**** Data excerpts ****

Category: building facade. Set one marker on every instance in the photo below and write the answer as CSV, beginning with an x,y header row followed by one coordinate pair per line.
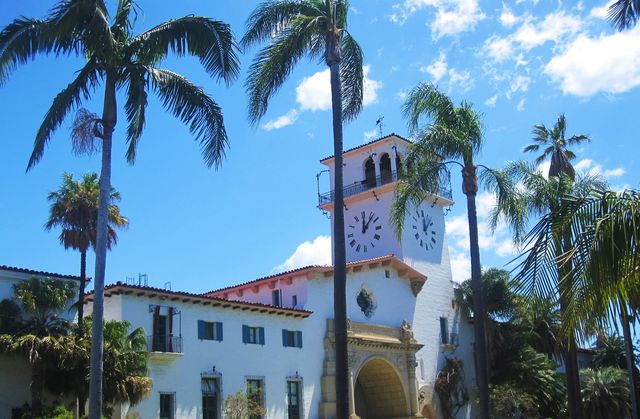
x,y
273,337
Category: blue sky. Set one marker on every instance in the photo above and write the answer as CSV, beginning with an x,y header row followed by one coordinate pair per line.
x,y
519,62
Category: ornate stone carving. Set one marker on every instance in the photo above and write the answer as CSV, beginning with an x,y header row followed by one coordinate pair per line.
x,y
416,287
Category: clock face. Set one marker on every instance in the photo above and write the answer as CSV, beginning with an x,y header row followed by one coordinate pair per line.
x,y
424,230
363,231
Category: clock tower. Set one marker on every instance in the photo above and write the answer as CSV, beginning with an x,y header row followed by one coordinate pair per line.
x,y
370,178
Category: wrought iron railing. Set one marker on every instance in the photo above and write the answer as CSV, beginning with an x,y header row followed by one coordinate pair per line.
x,y
367,184
168,344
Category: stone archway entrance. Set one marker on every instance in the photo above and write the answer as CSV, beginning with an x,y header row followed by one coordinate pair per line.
x,y
378,392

****

:: Problem to solve ::
Update the data above by changing "Set one marker" to "Place one point" throughout, and keep everything else the same. Leave the pictures out of your answer.

:: Full response ::
Category: building facade. Place one point on every instance in the photo below and write the answer as CSV, beginning with an x,y header row followed by one coordinate pair per line.
x,y
273,337
Category: blue sky. Place one point on every instance in the photo above and write the answer as CSV, beginning with an x,y header row followed by one coordinate pair per line.
x,y
519,62
Category: ornate stone carving. Place one point on every instance in the photo above and write the answer as CSV, beginning with an x,y header row followed by one coordinate pair per line.
x,y
416,287
Category: clock face. Place one point on every instance in the photo above and write the answer as CSV, beginning with an x,y header row followed by one coordinate pair per line.
x,y
424,230
363,231
Category: clock tower. Place one point on every instance in the photo above and write the answer as CSV, beginning with an x,y header row followed by one coordinate pair per line.
x,y
370,178
Category: wrought iron railing. Place one point on every instance in the photo above and write the answer as CSV, beginning with an x,y header row followed by one coordinate pair per line.
x,y
367,184
168,344
Category: stone archway entrance. Place one point on every instance in the photo above and write the answer as CSV, beginning with an x,y header row followed by one coordinate pair per line.
x,y
378,392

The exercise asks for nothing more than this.